Show each line of the entries below in which the word "branch" appears.

RECORDS PROVIDED:
BEGIN
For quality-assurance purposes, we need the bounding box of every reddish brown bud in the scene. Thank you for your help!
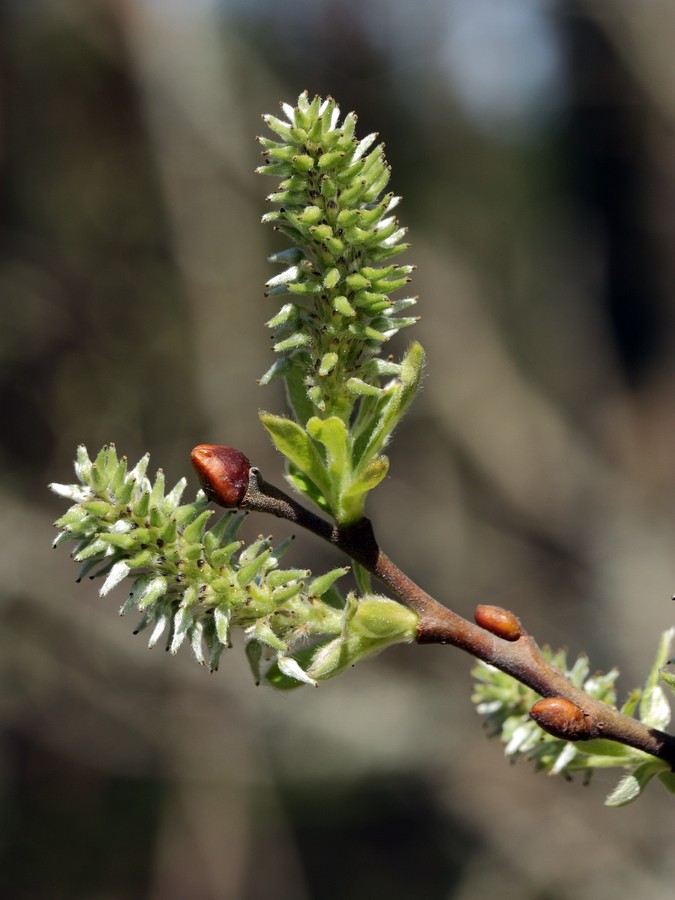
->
END
BEGIN
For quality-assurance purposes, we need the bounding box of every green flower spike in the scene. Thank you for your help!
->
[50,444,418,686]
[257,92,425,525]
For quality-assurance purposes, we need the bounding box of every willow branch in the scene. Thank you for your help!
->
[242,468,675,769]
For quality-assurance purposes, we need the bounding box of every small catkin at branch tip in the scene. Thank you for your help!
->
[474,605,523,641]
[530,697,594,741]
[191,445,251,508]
END
RESPONSE AREA:
For quality-assurance purposes, we need the bounding box of every willow branch in the scene. Thank you for your help!
For quality-assurance purposes, we need the bounding box of every small catkin at branch tip in the scene. Thank you for your help!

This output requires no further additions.